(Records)
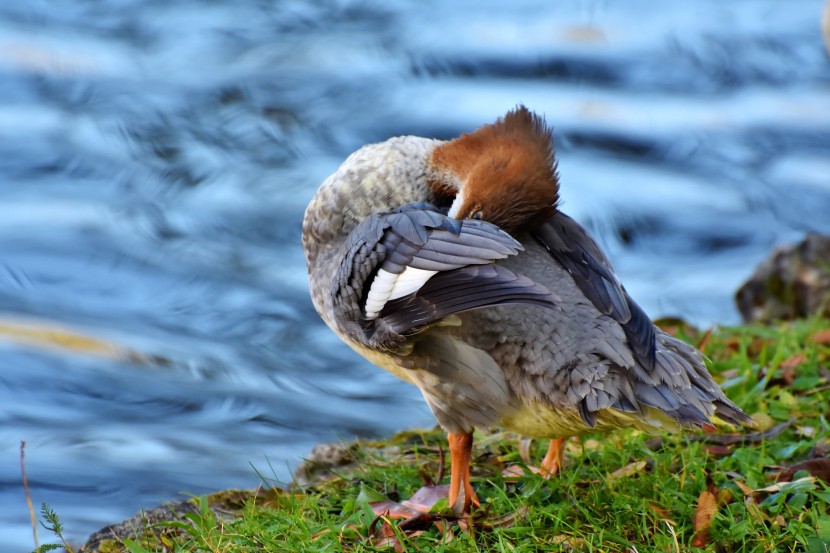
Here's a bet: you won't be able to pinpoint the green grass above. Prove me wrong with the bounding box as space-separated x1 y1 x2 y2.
58 320 830 553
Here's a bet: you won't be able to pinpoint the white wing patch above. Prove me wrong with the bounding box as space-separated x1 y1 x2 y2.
365 267 438 319
447 192 464 219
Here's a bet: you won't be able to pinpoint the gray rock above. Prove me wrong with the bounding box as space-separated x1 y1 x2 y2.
735 234 830 323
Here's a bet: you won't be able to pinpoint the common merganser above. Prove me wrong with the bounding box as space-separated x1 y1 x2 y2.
303 106 753 513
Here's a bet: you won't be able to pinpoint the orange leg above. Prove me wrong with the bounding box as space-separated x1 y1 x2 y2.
540 438 565 478
447 432 480 514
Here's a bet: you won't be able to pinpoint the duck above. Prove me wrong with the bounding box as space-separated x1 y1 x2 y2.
302 105 753 514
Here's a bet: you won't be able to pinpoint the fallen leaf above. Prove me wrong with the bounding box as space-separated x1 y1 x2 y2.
605 461 648 483
692 490 718 547
810 328 830 344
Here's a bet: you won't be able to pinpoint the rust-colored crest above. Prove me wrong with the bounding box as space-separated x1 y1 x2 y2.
432 106 559 232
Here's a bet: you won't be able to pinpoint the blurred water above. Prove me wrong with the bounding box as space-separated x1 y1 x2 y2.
0 0 830 551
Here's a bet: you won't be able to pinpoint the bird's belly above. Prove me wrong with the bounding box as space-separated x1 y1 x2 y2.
499 402 588 438
499 401 658 438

▶ [Directions]:
Rewrite every entry above with "space-separated" changed to "comma-separated", keeping everything else the same. Omit the pictures from your version.

▶ [Task output]:
Here's a bet: you won't be able to pinpoint the green grass above. Prove me wrong with the bounding box as comma-separated x1 y1 x2 y2.
58 320 830 553
Here's a bet: you won't be able to pinpoint the white wing patch above. Prove me wrong with the bounding box as comma-separated x1 y1 x2 y2.
365 267 438 319
447 192 464 219
Here's a bet: you won't be able to pinpoint the gray rock above. Prove me wrong with the bounding box as comma-separated x1 y1 x2 y2.
735 234 830 323
Here's a bet: you won't be able to pinpoint the common merganser above. Prove me wrong with the bounding box as comma-separated x1 y1 x2 y2.
303 106 753 513
Here's a bet: you won't be able to pinpoint the orange leg above. Prove me wrong with the bounding box as comma-separated x1 y1 x2 y2.
540 438 565 478
447 432 480 514
Here's a bet: you won't be able to pinpoint the duck above. Prove me wrong with the bounding box as comma-separated x1 y1 x2 y2.
302 105 753 514
Here's a bet: you won't be able to pinpoint the fallen leaf above. Prove me wrong with the bounding box as comma-separated x1 y1 x2 y2.
605 461 648 483
692 490 718 547
810 328 830 344
Here's a bet: you won't be able to pinpoint the rust-colored crest above. Prove me wrong with the bounding box as comma-separated x1 y1 x2 y2.
432 106 559 232
Here's a bet: you won't be able to pinpoint the blurred water above. Prove me wrong with the bounding box as comma-separated x1 y1 x2 y2.
0 0 830 551
Here's a bet: you won't be able to pinpoint the bird's belly above. Prove me wrong with the bounding box as comma-separated x1 y1 x2 y2.
499 402 588 438
499 401 658 438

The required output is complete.